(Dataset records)

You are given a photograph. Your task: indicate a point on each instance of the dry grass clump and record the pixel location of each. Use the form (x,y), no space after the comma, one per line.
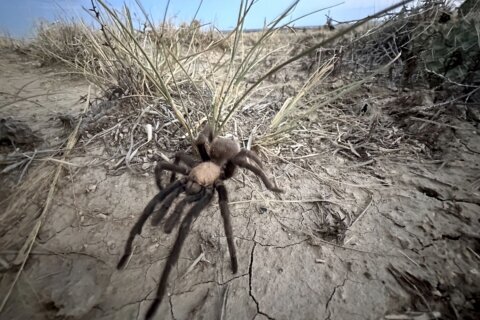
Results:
(182,67)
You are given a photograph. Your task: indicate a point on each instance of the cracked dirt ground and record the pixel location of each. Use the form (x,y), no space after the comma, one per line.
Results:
(417,216)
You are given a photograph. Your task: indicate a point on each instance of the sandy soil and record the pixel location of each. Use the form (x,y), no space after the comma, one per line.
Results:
(397,239)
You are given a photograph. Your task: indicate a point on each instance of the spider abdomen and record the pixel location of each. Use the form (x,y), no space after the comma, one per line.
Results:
(205,174)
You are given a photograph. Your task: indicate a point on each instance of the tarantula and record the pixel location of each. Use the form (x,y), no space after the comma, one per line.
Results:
(220,158)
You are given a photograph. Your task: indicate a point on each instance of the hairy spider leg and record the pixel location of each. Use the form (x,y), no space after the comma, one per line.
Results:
(170,167)
(175,216)
(241,162)
(227,224)
(137,228)
(175,252)
(187,159)
(166,204)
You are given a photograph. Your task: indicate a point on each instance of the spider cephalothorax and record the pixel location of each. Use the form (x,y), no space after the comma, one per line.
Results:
(220,158)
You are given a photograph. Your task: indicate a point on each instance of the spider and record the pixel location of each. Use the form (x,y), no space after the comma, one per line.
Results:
(220,159)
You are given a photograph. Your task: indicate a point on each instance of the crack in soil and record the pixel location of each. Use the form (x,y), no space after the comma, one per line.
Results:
(171,307)
(250,268)
(331,297)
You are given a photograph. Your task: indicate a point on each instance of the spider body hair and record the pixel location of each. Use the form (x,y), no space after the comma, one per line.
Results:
(220,158)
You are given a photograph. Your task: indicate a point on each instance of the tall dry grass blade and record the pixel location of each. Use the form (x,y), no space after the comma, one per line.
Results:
(307,52)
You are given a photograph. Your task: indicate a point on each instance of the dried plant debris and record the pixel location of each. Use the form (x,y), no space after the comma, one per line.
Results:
(17,132)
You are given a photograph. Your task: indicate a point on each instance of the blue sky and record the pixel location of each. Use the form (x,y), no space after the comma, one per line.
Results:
(17,17)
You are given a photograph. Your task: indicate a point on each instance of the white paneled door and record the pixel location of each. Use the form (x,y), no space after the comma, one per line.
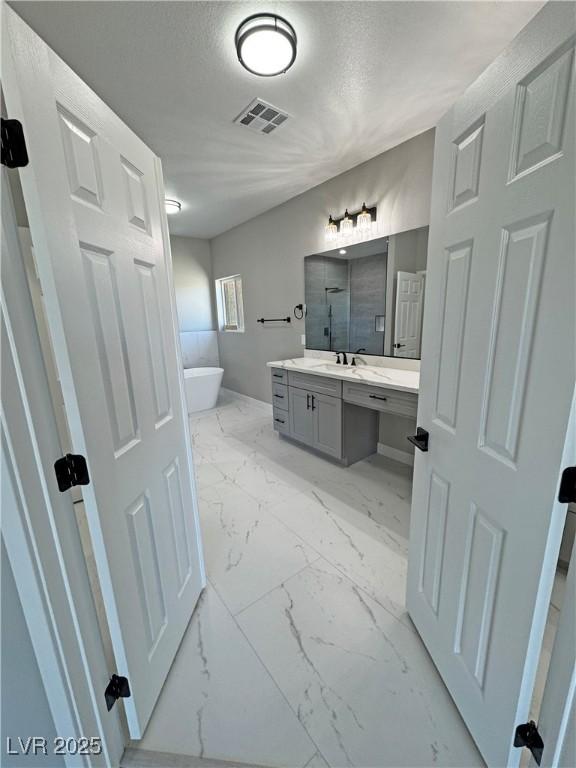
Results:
(94,197)
(497,380)
(408,315)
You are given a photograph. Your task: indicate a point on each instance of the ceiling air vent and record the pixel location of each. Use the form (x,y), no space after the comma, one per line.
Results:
(261,117)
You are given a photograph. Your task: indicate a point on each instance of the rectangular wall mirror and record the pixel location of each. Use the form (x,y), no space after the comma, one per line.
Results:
(368,297)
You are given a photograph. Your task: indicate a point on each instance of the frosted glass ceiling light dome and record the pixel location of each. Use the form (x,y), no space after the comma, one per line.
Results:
(172,206)
(266,44)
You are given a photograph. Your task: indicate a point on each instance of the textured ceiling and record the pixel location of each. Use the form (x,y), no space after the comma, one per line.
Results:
(368,76)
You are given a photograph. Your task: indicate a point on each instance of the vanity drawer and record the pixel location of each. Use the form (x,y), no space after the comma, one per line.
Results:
(279,376)
(380,399)
(281,420)
(280,396)
(320,384)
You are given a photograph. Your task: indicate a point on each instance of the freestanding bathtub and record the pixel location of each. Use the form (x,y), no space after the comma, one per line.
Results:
(202,386)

WORK REQUEST:
The records above should be returned word for word, with every picture left out.

SOLUTION TO THIS EXERCISE:
You are given a photograph. Your task: indicate a point on each instance of the dry grass clump and record the pixel location of each. Use the form (x,y), no space after the comma, one per line.
Results:
(182,67)
You are given a photograph. Your task: indicate a point on each instance of the cracked dirt ground and record the pixel location of each. Use the form (x,y), no space after the comma, one per line.
Results:
(417,216)
You are given a photograph. Your task: indicate a point on each instance of the sandy soil and record the pixel location of each. Use the form (x,y), no space after the comma, one per line.
Results:
(397,239)
You are given a photograph. Your task: indicate a point on each instance of the spider abdomen and record the pixel location of each. Use the form (x,y), no space after the comma, one per line.
Results:
(205,174)
You are given a photograph. Your task: indicate a point on each instance of the tarantula and record the pixel location of each. Use the form (x,y), no space after the comma, one per line.
Results:
(220,158)
You are given a photograph. Your task: indicate a point on each instance of the hairy spider leg and record the pixel location of each. Use the form (x,y), no space after the comma, one per line.
Results:
(170,167)
(175,216)
(241,162)
(227,224)
(137,228)
(175,252)
(187,159)
(166,204)
You are given a photograph. Your task: indicate a point on each instance of the spider cephalothorax and record the pixel location of each. Use the form (x,y), no space after the comma, one per line.
Results:
(220,158)
You are given a photograph. Your task: indicate a point on each instance of the spider and record the pixel location of each. Use the form (x,y), no space after the comma, one per line.
Results:
(220,159)
You are given a photograph. Your task: indicate a point on each instance of the crack in soil and record the pixel location of each. Use the form (x,y), no space after the comma, one per line.
Results:
(171,307)
(250,268)
(331,297)
You are given a photograph. Your task: indicate a point on each instance of the spider body hair and record the pixel location of each. Use the form (x,y), no space after the comma, one per line.
Results:
(220,158)
You are given a photograph. Your task: indicate a point on each instance of the tall dry grass blade and record the pixel location of each. Use the form (x,y), no space after the comma, one per line.
Results:
(307,52)
You are given a photograph. Your task: indicate a point on each instance of the dried plant debris and record the pixel location of each. Use the form (x,y), no space after the comma, one per line.
Results:
(17,132)
You are given a photograph. Your task: indicate a point on each instance of the blue sky and record the pixel location of each. Use the form (x,y), no space after the comma, one per line.
Results:
(17,17)
You are given a photograph. Your task: indicate a point on each instance of the white paneled door and record the pixel location of each. Use the form (x,y), no space after the comma, one per line.
Results:
(94,197)
(497,380)
(408,315)
You are given a photograph. Your task: indicate a point on each instance of the ceiling air vent and record the pixel location of each. Use the form (x,y), no space after the comma, one per line.
Results:
(261,117)
You are given a photograph. Your task: indicate a point on each instance of the rectangular wall mirror and record the pixel location of each. Use the form (x,y), no space after the comma, one per line.
Results:
(368,297)
You are given a photograph. Your task: indicate a point on each instance of the frosted glass ceiling light dome and record the pixel location of each. Use the form (x,y), no space after the comma, one per line.
Results:
(172,206)
(266,44)
You are given a photograph. Your task: indicate a point on each instance of the textured ceiling and record the pixel location of each. Use the form (x,y), no space after the comma, one per line.
Results:
(368,76)
You are given a photograph. Your task: indicate a point on each instance of the vanity drawer and record the pixel location of each. Use the form (x,y), no space after the comma, one per line.
Results:
(279,376)
(380,399)
(281,420)
(280,396)
(320,384)
You are given a photograph. Your task: indicate a point on each instance of the freestanding bathtub and record the pixel location of each. Use the form (x,y), no space after the comma, one per line.
Results:
(202,386)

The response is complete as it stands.